___ Excerpted data ___

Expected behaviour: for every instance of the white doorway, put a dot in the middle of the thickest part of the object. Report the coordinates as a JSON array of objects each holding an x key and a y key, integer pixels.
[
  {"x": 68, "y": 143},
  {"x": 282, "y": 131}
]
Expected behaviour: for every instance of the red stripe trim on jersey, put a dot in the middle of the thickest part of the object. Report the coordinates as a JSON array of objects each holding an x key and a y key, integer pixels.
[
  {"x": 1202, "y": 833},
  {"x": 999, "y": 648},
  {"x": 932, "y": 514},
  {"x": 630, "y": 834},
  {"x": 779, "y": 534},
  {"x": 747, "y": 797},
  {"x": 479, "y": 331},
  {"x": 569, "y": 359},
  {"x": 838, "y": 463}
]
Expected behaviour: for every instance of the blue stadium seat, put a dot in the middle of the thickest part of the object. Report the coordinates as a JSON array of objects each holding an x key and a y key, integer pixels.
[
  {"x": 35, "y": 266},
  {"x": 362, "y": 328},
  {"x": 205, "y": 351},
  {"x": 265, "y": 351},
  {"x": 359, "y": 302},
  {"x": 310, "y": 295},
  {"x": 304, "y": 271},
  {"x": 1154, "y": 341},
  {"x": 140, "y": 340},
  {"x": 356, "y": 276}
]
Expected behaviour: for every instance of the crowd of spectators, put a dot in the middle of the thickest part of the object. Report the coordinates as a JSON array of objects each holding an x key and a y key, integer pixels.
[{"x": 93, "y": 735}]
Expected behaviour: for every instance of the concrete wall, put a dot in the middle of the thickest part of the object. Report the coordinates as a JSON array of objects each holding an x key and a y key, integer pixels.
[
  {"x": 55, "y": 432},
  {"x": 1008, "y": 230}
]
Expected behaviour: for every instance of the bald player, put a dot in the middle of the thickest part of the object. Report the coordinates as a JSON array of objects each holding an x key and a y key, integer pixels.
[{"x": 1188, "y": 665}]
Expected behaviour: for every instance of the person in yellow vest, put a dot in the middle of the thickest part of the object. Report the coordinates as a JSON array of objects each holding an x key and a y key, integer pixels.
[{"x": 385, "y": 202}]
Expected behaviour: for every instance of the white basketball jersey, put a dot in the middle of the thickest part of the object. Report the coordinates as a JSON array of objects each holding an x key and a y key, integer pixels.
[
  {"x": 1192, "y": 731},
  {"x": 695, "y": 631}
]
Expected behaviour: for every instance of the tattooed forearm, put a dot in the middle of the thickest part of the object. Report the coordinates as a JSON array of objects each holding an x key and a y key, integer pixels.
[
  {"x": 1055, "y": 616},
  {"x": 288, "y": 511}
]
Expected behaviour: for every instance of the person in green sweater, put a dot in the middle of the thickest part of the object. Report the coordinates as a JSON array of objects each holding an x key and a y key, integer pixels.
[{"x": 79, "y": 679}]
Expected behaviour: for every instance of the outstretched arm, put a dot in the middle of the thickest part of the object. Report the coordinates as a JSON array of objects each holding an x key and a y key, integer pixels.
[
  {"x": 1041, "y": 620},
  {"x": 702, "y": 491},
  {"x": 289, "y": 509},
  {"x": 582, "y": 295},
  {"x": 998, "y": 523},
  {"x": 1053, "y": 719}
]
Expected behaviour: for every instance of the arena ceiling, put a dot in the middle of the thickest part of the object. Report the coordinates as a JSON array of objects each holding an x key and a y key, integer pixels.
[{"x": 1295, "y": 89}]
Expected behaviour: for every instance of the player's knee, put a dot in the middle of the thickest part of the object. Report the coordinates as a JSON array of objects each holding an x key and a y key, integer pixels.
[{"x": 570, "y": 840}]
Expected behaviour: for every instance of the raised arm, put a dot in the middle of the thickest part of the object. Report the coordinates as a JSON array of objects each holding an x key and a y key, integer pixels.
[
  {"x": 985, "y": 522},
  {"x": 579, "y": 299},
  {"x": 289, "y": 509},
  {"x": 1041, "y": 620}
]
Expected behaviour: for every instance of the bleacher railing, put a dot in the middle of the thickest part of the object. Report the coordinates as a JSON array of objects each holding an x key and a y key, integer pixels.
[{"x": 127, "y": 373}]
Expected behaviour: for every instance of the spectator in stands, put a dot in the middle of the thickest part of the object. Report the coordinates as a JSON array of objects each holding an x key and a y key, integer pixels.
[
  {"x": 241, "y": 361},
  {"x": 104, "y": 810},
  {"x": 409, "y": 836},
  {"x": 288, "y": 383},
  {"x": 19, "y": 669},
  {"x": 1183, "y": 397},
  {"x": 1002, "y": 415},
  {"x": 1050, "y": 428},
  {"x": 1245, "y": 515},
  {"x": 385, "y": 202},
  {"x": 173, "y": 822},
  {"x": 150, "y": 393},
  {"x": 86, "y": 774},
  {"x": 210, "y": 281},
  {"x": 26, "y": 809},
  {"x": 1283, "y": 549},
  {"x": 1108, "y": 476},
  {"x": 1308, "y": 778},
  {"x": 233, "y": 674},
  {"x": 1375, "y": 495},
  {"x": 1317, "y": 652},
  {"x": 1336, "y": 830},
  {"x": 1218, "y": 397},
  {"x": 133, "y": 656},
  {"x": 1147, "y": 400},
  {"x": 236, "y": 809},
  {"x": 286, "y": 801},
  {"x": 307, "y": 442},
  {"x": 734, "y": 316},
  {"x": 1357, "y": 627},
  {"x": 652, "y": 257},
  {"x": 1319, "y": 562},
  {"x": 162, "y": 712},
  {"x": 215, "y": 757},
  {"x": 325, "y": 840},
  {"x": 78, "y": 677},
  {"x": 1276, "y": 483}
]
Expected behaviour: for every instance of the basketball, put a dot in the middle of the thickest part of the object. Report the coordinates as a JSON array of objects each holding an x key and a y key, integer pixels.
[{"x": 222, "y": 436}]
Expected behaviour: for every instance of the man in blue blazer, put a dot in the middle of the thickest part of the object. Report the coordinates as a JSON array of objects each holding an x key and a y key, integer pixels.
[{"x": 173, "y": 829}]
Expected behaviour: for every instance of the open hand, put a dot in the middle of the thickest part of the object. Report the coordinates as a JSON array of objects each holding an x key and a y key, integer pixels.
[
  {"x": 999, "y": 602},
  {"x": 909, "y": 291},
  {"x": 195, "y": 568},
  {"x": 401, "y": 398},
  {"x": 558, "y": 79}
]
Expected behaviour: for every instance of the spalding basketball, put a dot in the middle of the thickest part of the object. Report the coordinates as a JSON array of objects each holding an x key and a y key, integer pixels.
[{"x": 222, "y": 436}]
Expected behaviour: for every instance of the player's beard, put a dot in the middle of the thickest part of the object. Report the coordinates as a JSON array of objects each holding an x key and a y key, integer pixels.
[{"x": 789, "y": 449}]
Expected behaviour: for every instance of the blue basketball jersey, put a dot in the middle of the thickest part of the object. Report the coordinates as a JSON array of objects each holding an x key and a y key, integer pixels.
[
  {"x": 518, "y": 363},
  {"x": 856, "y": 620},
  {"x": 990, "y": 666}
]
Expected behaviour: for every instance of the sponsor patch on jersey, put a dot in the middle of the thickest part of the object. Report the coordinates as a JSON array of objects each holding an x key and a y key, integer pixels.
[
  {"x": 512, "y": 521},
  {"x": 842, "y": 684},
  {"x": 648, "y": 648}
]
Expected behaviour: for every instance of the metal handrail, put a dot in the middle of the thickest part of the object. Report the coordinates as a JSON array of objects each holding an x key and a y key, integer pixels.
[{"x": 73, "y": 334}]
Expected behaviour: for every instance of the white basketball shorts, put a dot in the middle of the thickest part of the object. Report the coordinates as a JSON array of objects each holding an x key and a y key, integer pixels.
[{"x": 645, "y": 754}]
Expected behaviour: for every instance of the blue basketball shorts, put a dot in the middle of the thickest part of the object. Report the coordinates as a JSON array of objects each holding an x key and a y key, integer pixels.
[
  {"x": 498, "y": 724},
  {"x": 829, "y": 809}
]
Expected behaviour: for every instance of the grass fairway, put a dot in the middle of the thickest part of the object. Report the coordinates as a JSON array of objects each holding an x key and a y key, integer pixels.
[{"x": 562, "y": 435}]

___

- **Stated exercise**
Starting at the line that contains "blue basketball shorts, put", retype each line through the end of the listing above and nothing else.

- **Written solution**
Expected behaviour: for every instance of the blue basketball shorts, put a dot in the middle of the thickest part of the object. Report the coordinates as a JSON array of objects each holding an x key and a y key, integer pixels.
[
  {"x": 498, "y": 724},
  {"x": 829, "y": 809}
]
Expected behaviour: for every instance of the grass fairway, put a dot in the middle of the thickest part of the object. Report the coordinates as a JSON array of objects each holding an x key and a y key, integer pixels.
[{"x": 562, "y": 435}]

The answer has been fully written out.